* Begin *

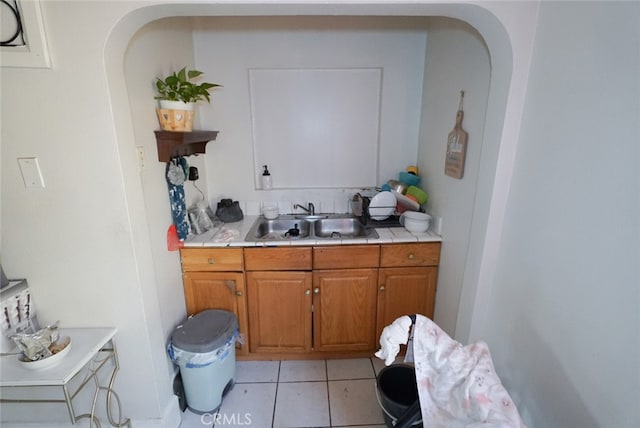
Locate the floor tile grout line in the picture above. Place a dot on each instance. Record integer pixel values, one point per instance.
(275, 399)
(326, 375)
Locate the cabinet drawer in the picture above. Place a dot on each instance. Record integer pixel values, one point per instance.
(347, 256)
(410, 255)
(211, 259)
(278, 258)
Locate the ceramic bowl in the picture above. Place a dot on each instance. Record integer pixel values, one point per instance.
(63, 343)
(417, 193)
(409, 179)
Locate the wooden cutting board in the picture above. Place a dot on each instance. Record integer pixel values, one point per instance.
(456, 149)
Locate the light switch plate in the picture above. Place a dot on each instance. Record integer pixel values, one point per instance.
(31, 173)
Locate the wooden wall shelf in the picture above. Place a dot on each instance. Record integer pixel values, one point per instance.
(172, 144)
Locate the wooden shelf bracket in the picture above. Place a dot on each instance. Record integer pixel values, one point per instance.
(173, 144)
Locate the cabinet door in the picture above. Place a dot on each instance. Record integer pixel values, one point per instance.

* End *

(EXERCISE PROMPT)
Rewrite the rows above as a numbered list, one line per item, with blank lines dropped and the pictures omitted.

(COMPLETE RESPONSE)
1. Locate the floor tile grout line in the picture above. Place a dot on each instance. Record integer pixel values, one point per instance.
2. (275, 399)
3. (326, 375)
4. Locate the cabinet drawer in the picture above. Place a dot on each instance. Record integer pixel values, one point per instance.
5. (347, 256)
6. (410, 255)
7. (211, 259)
8. (278, 258)
9. Locate the ceramic bowl in the picture above. Place a dot on each instance. Record integer pixel values, one point per instance.
10. (63, 343)
11. (417, 193)
12. (409, 179)
13. Locate the wooden cutting board in the picture above. Place a dot on each instance. Record integer pixel values, one point per instance.
14. (456, 149)
15. Locate the light switch plate in the picture above. Place a dot on each instance. Record integer pixel values, one point per instance.
16. (31, 173)
17. Locate the wooden wall shelf in the picture above. Place a dot on each instance. Record integer pixel values, one point per instance.
18. (172, 144)
19. Locate the wooden shelf bracket in the picture above. Place a dot on each instance. Record integer pixel values, one point per instance.
20. (173, 144)
21. Locate the cabinet door in the picture above. Place a dot on each instance. Record integer pixel values, one point per instance.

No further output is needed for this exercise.